TEXT BLOCK:

________________

Group independence benefits sociality
Here, absence of a demographic Allee effect seems to be related to the independence, that we demonstrated here, between group sizes and population sizes, and recently suggested by Woodroffe . Previous literature reveals inconsistent results as to whether population decline is associated with a decrease in pack size or not. For example, MacLellan et al.  show that for ungulates declining populations were characterized by smaller group sizes. However, a lack of relationship between group size and population size has been seen in Serengeti lions, Panthera leo and in populations of wild dogs in Kenya and Tanzania [32, 45]. Somers et al.  showed a positive relationship between group and population sizes in Lycaon in South Africa, but the range of the population size and the number of packs analysed was smaller than in our study and than in Woodroffe ; in addition, the comparison may be inappropriate because the fences as well as the introduction of groups into the population in their study could have affected the composition of packs. Indeed, it has been shown that pre-release socialization and group fission following release is relatively frequent in wild dog reintroductions  what could have affected the size of the pack at release (as well as the corresponding estimations of yearly pack sizes) and processes such as pack formation or extinction.
The evidence of the empirical analysis suggests that relative independence amongst the dynamics of different groups has the consequence of preventing population extinctions at low numbers (thus, protecting populations from demographic Allee effects). Social groups seem to be self-contained, fluctuating in size independently of each other, in the sense that the fate of one particular group has practically no effect on the fate of other groups. This independence is strengthened by the fact that Lycaon pictus favours inter-group avoidance with large packs allowing smaller packs to utilize adjacent territories without harassment . There appears to be a non-confrontational form of space-use where even large groups avoid areas recently hunted by smaller groups by use of scent [39, 46], probably to save wasting energy attempting to capture predator-sensitized prey, or fights thus avoiding injuries that would be detrimental for both groups. This system occurs in several large carnivores that compete for territory; it is best described as “drifting territoriality” where pack ranges are sympatric over time, but parapatric at any point in time [52, 53]. These results thus support our hypothesis that group sizes and fates are largely independent of each other.
Of course, alternative hypothesis could challenge our interpretation. For example, genetic effects (including genetic Allee effects) could be involved, although the time scale of this study suggests this is not a strong argument here. Similarly, it could be argued that smaller groups might decline faster than larger ones because animals of lower fitness are restricted to marginal habitat (in terms of food availability, prevalence of competitors/predators or risk of anthropogenic mortality). Interestingly this is not the case, as larger packs in this study did not exclude smaller packs from better quality territory. Despite the impossibility to test for the multidimensional facets of habitat quality in our very large study area, we remain confident that the combination of our logical argumentation, solid long-term data and previous publications of the crucial importance of group size for Lycaon fitness (Table 1 and 2) and on the lack of demographic Allee effects and pack-population size relationships in other populations [29–32], constitute a favourable set in support of our hypothesis.

________________

Stored data entries:

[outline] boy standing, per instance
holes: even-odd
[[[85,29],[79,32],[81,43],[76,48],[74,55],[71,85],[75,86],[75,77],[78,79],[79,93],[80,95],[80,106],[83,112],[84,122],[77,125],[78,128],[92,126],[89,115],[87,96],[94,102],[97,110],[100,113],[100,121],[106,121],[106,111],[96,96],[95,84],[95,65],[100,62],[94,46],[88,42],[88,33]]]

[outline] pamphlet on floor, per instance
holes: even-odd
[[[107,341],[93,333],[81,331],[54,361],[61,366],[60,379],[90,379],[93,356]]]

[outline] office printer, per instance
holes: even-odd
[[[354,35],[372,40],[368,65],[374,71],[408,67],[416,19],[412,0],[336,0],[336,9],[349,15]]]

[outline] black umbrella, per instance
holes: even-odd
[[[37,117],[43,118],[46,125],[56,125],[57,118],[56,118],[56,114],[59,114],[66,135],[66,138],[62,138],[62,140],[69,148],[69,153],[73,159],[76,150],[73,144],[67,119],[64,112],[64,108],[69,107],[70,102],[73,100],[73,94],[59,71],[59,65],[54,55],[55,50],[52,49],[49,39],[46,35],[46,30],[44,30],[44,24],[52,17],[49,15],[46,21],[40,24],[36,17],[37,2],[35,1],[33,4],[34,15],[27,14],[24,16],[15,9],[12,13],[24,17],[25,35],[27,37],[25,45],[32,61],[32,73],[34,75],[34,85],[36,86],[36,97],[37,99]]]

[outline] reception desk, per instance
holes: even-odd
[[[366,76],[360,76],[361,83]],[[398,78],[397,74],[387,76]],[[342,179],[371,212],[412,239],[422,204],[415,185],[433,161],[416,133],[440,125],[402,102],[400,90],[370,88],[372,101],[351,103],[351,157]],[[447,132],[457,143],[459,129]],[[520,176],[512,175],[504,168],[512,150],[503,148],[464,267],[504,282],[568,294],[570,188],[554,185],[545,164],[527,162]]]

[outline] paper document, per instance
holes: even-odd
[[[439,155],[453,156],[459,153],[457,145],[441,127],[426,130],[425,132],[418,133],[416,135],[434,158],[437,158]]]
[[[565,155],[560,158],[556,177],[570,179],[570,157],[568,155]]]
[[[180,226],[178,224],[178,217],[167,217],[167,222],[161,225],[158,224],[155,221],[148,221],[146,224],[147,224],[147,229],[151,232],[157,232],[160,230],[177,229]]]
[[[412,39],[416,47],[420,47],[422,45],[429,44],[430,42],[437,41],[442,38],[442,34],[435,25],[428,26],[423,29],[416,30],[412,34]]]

________________

TASK OBJECTIVE:
Can you summarize the text on group independence and sociality above the items in three sentences?

RESPONSE TO THE TASK:
The absence of a demographic Allee effect seems related to the independence between group sizes and population sizes, although previous literature gives inconsistent results on whether population decline is associated with smaller pack sizes. Lycaon pictus groups appear self-contained and fluctuate in size independently of each other, helped by inter-group avoidance in which even large packs avoid areas recently hunted by smaller ones, and this relative independence seems to prevent population extinctions at low numbers. Alternative hypotheses such as genetic effects or smaller packs being confined to marginal habitat are considered, but the authors remain confident that their argument, long-term data and previous publications support the hypothesis that group sizes and fates are largely independent.